*Work to do*. Recast the listing below as a Markdown table with the columns Row and Listing line. Put each non-blank line of the listing in its own row, numbered in order.

*Entries shown*.
================

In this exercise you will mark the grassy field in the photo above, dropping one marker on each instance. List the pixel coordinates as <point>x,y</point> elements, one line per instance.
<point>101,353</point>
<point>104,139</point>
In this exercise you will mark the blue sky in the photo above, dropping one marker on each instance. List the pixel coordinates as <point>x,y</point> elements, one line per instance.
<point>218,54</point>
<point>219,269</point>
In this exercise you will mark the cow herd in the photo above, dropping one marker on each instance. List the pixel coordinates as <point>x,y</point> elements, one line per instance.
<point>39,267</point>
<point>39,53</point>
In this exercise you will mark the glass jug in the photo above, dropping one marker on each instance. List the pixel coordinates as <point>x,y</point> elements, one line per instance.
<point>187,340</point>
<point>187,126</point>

================

*Response to the exercise*.
| Row | Listing line |
|---|---|
| 1 | In this exercise you will mark the grassy field in the photo above, dropping one marker on each instance. List the pixel coordinates as <point>x,y</point> elements, one line per instance. |
| 2 | <point>101,353</point> |
| 3 | <point>104,139</point> |
| 4 | In this exercise you will mark the blue sky in the photo above, dropping one marker on each instance. List the pixel coordinates as <point>x,y</point> elements, one line per instance. |
| 5 | <point>218,54</point> |
| 6 | <point>219,269</point> |
| 7 | In this exercise you will mark the cow herd in the photo above, dropping one marker on each instance. List the pixel coordinates as <point>x,y</point> elements, one line per instance. |
| 8 | <point>39,267</point> |
| 9 | <point>39,53</point> |
| 10 | In this exercise you will mark the glass jug in the photo above, dropping one marker on each instance. List the pixel coordinates as <point>x,y</point> elements, one line per instance. |
| 11 | <point>187,340</point> |
| 12 | <point>187,126</point> |